Every record below should be repeated word for word, with the pictures left out.
____________
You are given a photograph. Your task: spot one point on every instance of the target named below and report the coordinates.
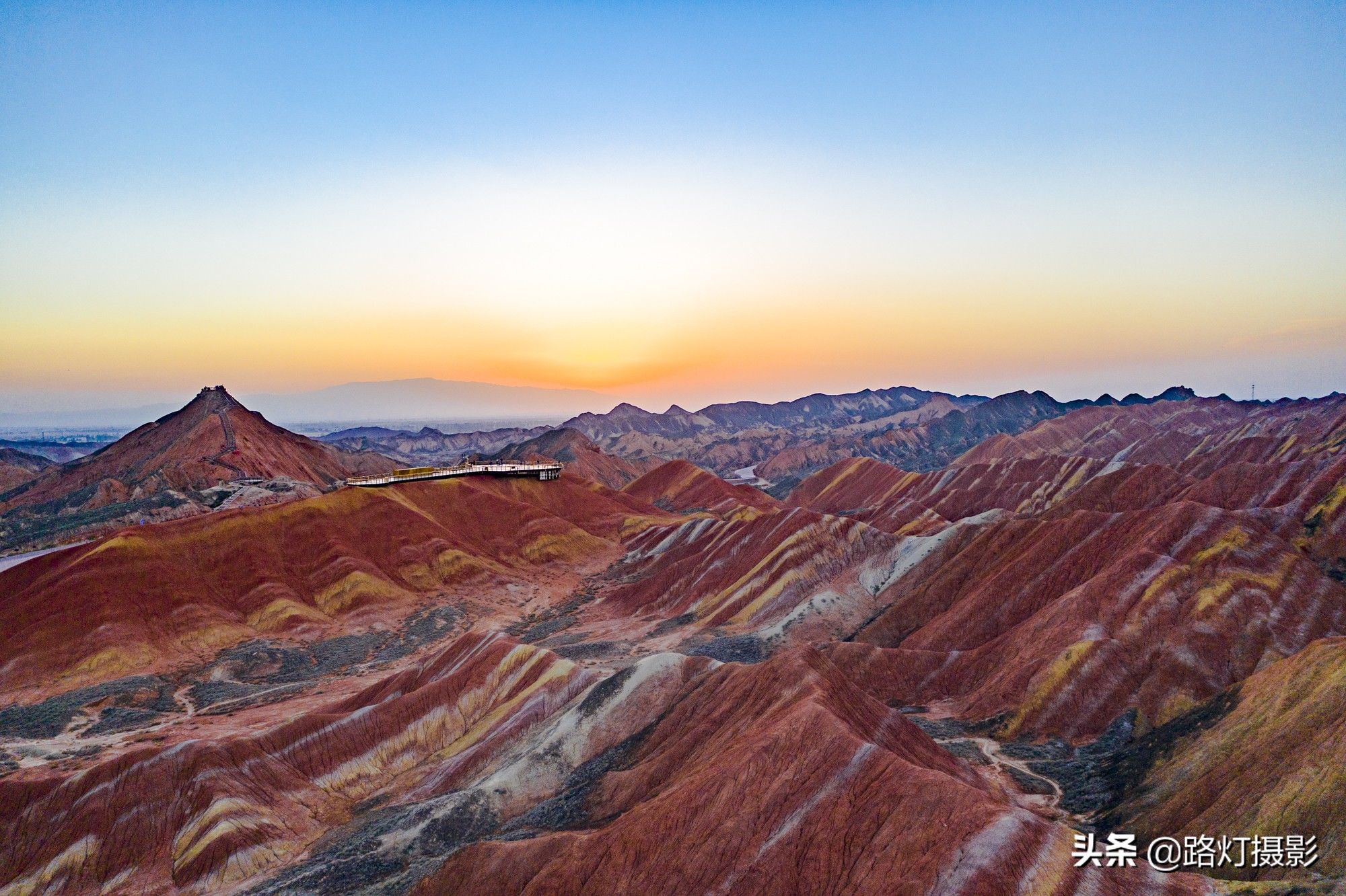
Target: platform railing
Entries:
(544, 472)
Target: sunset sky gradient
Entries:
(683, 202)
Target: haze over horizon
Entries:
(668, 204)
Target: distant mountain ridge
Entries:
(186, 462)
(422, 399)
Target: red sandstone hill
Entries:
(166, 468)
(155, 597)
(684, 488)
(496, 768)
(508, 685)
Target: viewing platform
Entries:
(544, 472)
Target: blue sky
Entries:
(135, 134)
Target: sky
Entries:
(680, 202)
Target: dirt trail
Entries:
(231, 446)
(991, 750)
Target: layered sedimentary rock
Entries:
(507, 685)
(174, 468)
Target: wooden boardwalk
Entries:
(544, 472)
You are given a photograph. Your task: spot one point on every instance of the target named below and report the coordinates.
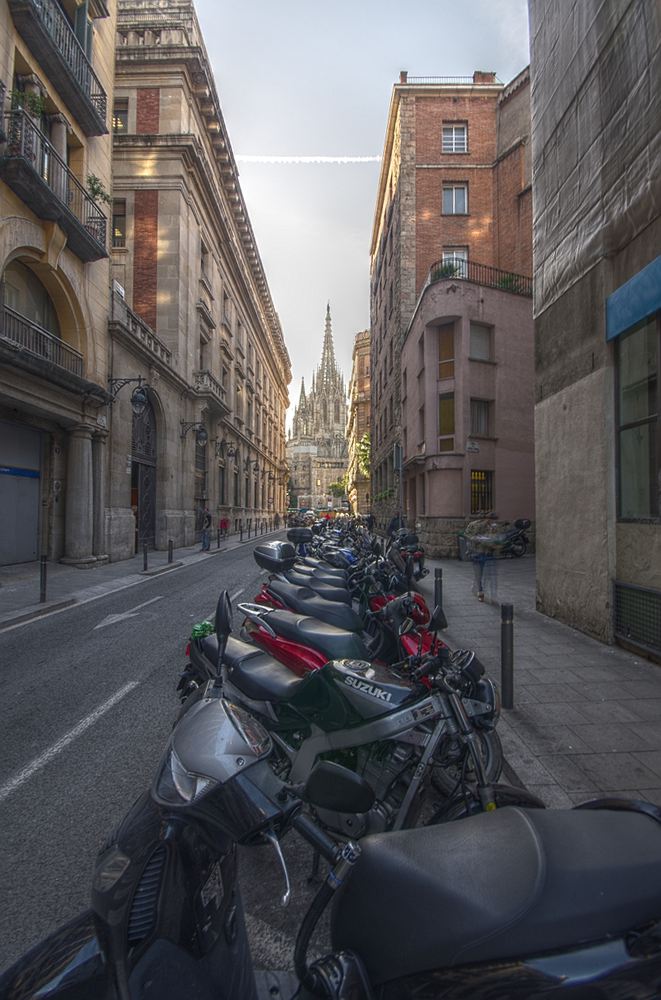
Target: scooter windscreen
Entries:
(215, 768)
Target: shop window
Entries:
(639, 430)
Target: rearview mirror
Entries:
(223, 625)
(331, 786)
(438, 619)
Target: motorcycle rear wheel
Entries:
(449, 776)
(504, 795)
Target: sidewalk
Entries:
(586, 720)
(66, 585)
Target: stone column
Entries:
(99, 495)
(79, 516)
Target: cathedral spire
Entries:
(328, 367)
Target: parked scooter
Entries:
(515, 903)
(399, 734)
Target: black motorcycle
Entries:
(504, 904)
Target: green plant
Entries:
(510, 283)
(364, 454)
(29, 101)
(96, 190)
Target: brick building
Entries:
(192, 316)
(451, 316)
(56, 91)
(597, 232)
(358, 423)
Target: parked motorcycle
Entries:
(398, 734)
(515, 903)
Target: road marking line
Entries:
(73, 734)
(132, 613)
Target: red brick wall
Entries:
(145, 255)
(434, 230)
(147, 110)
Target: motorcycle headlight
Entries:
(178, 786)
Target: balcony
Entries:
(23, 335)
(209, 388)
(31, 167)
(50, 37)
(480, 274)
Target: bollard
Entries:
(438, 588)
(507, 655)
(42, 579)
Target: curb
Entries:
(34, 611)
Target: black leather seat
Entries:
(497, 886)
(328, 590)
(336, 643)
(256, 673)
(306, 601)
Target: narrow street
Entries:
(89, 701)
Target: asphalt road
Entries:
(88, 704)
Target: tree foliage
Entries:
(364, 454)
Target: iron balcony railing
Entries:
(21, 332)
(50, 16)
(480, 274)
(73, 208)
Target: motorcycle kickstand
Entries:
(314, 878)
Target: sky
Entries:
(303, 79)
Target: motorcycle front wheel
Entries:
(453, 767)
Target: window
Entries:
____________
__Answer area__
You are given a photograph. Your task: spot one point on every instance of the target named below and report the coordinates.
Target: platform railing
Entries:
(544, 472)
Target: sunset sky gradient
Entries:
(683, 202)
Target: haze over horizon
Entries:
(668, 204)
Target: distant mountain ridge
Entries:
(186, 462)
(422, 399)
Target: red sandstone hill
Entries:
(166, 468)
(155, 597)
(684, 488)
(496, 768)
(508, 685)
Target: viewing platform
Entries:
(544, 472)
Target: blue sky
Entries:
(135, 134)
Target: sky
Entries:
(680, 202)
Target: dirt trail
Entries:
(231, 446)
(991, 750)
Target: layered sedimentary rock
Entries:
(507, 685)
(174, 468)
Target: wooden boardwalk
Entries:
(544, 472)
You are given a photograph. Your task: spot one point on every instance of the target named below and report the coordinates.
Target: scooter windscreen
Entries:
(215, 768)
Target: shop window
Entries:
(639, 430)
Target: rearview mirror
Entries:
(223, 625)
(331, 786)
(438, 619)
Target: motorcycle rear wheel
Entries:
(449, 776)
(504, 795)
Target: sidewalk
Entries:
(586, 720)
(66, 585)
Target: stone column
Entries:
(99, 495)
(79, 516)
Target: cathedral spire
Entries:
(328, 367)
Target: parked scooter
Entries:
(515, 903)
(399, 734)
Target: black motorcycle
Entries:
(504, 904)
Target: green plant
Entries:
(510, 283)
(364, 454)
(29, 101)
(96, 190)
Target: brick building
Entries:
(192, 316)
(451, 316)
(56, 91)
(597, 232)
(358, 423)
Target: parked motorcycle
Entries:
(398, 734)
(515, 903)
Target: road marking line
Entries:
(73, 734)
(132, 613)
Target: red brick wall
Entries:
(145, 255)
(434, 230)
(147, 110)
Target: motorcycle headlight
Entries:
(178, 786)
Target: balcony
Entries:
(23, 335)
(209, 388)
(31, 167)
(50, 37)
(480, 274)
Target: bollard
Entries:
(438, 588)
(507, 655)
(42, 579)
Target: curb
Entries:
(34, 611)
Target: black leather seat
Entries:
(497, 886)
(328, 590)
(336, 643)
(256, 673)
(306, 601)
Target: narrow street
Entries:
(89, 701)
Target: asphalt road
Entries:
(88, 704)
Target: tree foliage
Entries:
(364, 454)
Target: iron balcony railing
Entries:
(21, 332)
(50, 16)
(480, 274)
(73, 208)
Target: motorcycle kickstand
Entries:
(314, 878)
Target: sky
Entries:
(303, 79)
Target: motorcycle front wheel
Entries:
(453, 767)
Target: window
Entries:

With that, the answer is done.